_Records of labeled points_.
○ ○ ○ ○ ○ ○ ○

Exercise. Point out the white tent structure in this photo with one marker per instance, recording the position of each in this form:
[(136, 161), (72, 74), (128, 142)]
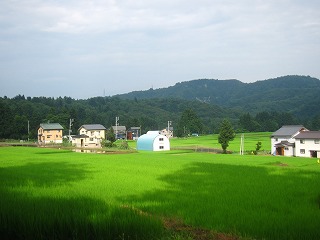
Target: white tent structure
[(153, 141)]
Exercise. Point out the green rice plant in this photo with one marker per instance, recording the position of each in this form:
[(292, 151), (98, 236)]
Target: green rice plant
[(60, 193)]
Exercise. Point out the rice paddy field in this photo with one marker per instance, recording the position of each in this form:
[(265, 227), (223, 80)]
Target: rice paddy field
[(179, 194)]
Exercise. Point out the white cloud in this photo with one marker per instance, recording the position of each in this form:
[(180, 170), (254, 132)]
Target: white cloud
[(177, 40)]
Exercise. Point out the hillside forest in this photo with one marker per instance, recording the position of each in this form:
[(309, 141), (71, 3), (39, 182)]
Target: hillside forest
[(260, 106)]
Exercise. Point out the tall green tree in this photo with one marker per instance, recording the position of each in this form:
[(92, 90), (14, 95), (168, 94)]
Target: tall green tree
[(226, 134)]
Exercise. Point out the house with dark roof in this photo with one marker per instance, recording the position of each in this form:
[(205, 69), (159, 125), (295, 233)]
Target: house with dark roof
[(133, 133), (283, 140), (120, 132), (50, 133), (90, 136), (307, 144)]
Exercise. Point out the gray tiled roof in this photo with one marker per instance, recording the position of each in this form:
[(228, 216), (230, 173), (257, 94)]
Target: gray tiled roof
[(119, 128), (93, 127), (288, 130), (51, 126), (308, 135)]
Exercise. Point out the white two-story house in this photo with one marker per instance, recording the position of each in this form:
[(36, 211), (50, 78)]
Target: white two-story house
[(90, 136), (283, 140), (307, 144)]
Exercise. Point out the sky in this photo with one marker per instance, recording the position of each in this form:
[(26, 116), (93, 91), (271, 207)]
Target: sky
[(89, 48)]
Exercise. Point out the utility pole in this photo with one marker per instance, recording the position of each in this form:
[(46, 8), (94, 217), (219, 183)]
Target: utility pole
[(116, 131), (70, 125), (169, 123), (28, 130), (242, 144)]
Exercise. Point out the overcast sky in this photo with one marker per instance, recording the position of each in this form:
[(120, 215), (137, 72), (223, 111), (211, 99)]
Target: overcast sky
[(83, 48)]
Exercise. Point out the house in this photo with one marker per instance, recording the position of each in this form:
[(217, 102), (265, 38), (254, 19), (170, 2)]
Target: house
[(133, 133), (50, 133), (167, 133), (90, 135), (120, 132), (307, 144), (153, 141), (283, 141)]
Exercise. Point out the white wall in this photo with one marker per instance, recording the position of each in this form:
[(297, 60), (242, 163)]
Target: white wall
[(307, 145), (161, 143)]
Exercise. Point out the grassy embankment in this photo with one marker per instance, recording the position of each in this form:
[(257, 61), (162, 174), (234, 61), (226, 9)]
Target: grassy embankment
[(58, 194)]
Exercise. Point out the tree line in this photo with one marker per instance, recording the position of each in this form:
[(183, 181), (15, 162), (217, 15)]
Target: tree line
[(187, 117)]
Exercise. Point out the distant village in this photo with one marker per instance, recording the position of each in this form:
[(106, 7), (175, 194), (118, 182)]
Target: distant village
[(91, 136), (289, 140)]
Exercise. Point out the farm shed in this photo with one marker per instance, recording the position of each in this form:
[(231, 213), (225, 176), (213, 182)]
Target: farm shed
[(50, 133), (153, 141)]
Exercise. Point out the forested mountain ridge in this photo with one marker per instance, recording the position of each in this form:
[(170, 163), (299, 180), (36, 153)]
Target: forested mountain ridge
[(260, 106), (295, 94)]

○ ○ ○ ○ ○ ○ ○

_Work instructions_. Quote the material exactly. Pictures stay out.

_Solution_.
Exercise. Point out the white tent structure in this photo with one marker per instance, recording the position of each in this form:
[(136, 161), (72, 74), (128, 142)]
Target: white tent structure
[(153, 141)]
Exercise. Point out the green rice plant in this photo with one marker per instance, recording the position of each in this form:
[(292, 151), (98, 236)]
Target: green rice plant
[(60, 193)]
Exercise. Point out the rice paddy field in this photo with one marker per instance, recording the position of each in this form:
[(265, 227), (223, 80)]
Target: rice paddy field
[(179, 194)]
Exercise. Point out the white cloud in this photo with one marker per instance, recording the position of each in this form:
[(180, 170), (254, 132)]
Target: white cloud
[(177, 40)]
Exercise. Point out the hillside forest in this photo with one marker per instance, recording the position of each in this form:
[(309, 141), (71, 3), (39, 182)]
Target: hillside forest
[(260, 106)]
Exercise. Point out the tall green tree in this photo with one marker per instance, recording the position of each in this form:
[(92, 90), (14, 95), (168, 94)]
Target: tall green tree
[(226, 134)]
Exercise. Point out the house with dark roof in this photo with one marker per instance, recording the position of each in this form:
[(205, 69), (159, 125), (295, 233)]
Target: house with dark roof
[(133, 133), (283, 140), (120, 132), (50, 133), (90, 136), (307, 144)]
Exercise. Point out the gray tiled roof in this photo with one marker per instance, recording the position of each in this form:
[(228, 216), (230, 173), (257, 94)]
Target: gray tiled roof
[(119, 128), (93, 127), (288, 130), (51, 126), (308, 135)]
Exercise. Point out the white two-story house in this photo with one marker per instance, recording the position of each in this form:
[(36, 211), (50, 78)]
Target: white two-story house
[(90, 136), (283, 140), (307, 144)]
Exercise. Point out the sky in this photo with one marker per instance, recording the position of each in this form:
[(26, 116), (93, 91), (271, 207)]
Target: sky
[(89, 48)]
Exercise. Point out the utility pole in this photo with one marker per instance, recording the position of each in this form:
[(46, 8), (94, 217), (219, 183)]
Target: utility pole
[(116, 131), (70, 125), (169, 123), (28, 130), (242, 144)]
Exercise. Point out the overcast sky in this photo with one marker per instance, recording the position of each in this form:
[(120, 215), (137, 72), (223, 111), (211, 99)]
Target: overcast sky
[(83, 48)]
Exercise. Point out the house in this photo with one marker per instance, recording the position of each in this form:
[(217, 102), (265, 38), (254, 19), (170, 2)]
Target: house
[(133, 133), (50, 133), (167, 133), (90, 135), (120, 132), (307, 144), (153, 141), (283, 141)]
Exercise. Point out the white wall in this photo with one marker per instance, recording the position of each in this form:
[(297, 60), (242, 163)]
Target: white wall
[(307, 145), (161, 143)]
Exercise. Point out the grassy embankment in this photo with one marker per instance, recording the position of each in this form:
[(257, 61), (162, 174), (234, 61), (226, 9)]
Target: grassy embankment
[(58, 194)]
Exercise. Point out the tree line in this photo with one marker per instance, recording the position of each in this form:
[(183, 181), (15, 162), (217, 15)]
Target: tree line
[(187, 117)]
Exercise. Point out the distant village in this photo with one marker per instance, recording the position of each in this form:
[(106, 7), (175, 194), (118, 182)]
Target: distant village
[(91, 136), (289, 140)]
Exercise. Point out the farm shed in this photo with one marker per instance, recording the position of each in this form:
[(231, 213), (225, 176), (213, 182)]
Target: farm shed
[(50, 133), (153, 141)]
Exercise. Point out the forested mountain ridge in this photo with one marker per instance, recording the position of each in this form:
[(170, 163), (299, 180), (36, 153)]
Target: forested mountain ridge
[(260, 106), (295, 94)]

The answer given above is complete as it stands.